▸ **Short exercise**
Number the lines below as a list, starting at the line that contains "Reviewer check: each instance of the white stripe" and ending at the line that contains "Reviewer check: each instance of the white background", and include only those lines. Leave out any blank lines.

[Records provided start]

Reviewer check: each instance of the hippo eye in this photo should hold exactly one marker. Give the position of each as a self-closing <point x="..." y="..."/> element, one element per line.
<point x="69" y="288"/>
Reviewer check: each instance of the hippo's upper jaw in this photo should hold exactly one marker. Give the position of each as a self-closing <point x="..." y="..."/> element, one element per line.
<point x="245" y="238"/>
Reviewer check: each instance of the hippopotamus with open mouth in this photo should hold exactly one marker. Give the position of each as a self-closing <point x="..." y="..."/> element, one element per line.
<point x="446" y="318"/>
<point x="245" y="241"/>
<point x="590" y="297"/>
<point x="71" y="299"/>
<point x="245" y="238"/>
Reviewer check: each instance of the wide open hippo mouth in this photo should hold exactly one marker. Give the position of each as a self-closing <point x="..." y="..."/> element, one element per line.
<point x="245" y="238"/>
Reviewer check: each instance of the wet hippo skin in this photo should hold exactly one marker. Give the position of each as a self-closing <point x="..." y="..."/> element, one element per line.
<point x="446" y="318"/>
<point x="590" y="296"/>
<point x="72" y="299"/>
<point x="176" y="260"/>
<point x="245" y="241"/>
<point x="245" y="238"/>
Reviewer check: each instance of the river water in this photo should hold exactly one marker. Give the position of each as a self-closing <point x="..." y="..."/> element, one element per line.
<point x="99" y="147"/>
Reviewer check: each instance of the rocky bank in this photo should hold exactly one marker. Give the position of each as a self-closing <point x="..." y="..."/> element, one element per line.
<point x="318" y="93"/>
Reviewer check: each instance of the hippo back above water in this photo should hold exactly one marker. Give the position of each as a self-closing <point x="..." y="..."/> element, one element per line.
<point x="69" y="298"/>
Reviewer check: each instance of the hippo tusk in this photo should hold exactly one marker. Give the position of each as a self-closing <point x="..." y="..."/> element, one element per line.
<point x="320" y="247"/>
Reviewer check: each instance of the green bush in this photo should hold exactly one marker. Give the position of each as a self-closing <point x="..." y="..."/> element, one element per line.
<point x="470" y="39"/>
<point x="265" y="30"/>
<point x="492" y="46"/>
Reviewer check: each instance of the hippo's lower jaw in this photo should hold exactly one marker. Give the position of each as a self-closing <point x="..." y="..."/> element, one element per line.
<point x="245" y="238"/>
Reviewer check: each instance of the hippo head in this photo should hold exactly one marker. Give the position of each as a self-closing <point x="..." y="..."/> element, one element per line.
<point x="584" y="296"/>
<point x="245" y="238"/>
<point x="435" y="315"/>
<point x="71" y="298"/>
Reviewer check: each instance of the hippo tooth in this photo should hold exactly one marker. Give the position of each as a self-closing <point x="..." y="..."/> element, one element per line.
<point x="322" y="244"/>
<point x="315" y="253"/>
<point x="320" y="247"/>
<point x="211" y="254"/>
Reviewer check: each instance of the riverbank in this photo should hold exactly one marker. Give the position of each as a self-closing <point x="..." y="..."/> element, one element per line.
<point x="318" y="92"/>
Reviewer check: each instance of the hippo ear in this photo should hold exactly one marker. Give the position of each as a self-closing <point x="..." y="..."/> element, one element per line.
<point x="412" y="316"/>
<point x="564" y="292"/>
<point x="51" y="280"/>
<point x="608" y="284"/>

[Records provided end]
[Records provided start]

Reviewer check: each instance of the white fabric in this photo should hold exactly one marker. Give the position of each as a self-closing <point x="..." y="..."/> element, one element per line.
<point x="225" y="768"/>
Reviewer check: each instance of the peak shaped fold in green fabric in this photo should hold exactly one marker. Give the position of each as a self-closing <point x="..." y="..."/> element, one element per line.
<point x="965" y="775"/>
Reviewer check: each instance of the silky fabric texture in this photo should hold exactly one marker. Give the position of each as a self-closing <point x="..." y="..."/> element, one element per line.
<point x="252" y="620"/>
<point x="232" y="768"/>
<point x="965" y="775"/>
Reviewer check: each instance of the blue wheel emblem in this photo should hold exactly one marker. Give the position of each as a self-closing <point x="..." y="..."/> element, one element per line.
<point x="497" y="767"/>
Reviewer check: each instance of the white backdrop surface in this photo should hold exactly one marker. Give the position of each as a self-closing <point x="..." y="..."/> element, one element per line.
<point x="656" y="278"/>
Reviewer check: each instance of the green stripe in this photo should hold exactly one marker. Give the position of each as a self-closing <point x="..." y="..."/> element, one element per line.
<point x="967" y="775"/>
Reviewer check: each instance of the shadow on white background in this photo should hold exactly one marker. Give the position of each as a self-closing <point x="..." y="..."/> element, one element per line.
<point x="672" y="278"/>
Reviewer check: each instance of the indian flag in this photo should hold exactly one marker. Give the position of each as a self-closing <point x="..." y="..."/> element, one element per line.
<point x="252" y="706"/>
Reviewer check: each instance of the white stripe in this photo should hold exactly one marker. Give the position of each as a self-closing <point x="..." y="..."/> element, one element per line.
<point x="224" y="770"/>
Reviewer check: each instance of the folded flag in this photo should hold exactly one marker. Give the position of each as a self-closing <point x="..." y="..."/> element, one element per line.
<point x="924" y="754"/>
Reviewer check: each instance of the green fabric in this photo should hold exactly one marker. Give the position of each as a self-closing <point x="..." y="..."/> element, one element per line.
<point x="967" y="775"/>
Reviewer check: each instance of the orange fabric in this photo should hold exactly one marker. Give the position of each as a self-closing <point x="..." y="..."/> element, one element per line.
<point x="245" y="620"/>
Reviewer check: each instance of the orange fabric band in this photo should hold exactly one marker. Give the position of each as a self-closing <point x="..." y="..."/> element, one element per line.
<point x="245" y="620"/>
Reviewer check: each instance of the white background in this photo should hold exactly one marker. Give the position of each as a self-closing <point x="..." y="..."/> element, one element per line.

[Records provided end]

▸ **Answer to the exercise**
1. Reviewer check: each instance of the white stripe in this photo should hold exactly one marker. Give the position of each as a self-closing <point x="..." y="..."/> element, one element per line.
2. <point x="224" y="770"/>
3. Reviewer check: each instance of the folded flag in this photo should hold exactly one marker. Give the position of each as a self-closing <point x="..." y="..."/> element, one element per line.
4. <point x="924" y="754"/>
5. Reviewer check: each instance of the green fabric in this photo should hold exactly one marker. Give the position of each as a self-closing <point x="..." y="..."/> element, one element per line.
6. <point x="967" y="775"/>
7. Reviewer check: each instance of the orange fabric in this photo should hold exactly one marker. Give the position of each as a self-closing <point x="..." y="..."/> element, one element per line.
8. <point x="245" y="620"/>
9. Reviewer check: each instance of the orange fabric band in this photo should hold exactly one marker. Give the position of each as a self-closing <point x="..." y="..."/> element, one element per line.
10. <point x="245" y="620"/>
11. Reviewer check: each instance of the white background in this photo should hold exactly one marker. Give the position of each as a self-closing <point x="..." y="..."/> element, one element per line.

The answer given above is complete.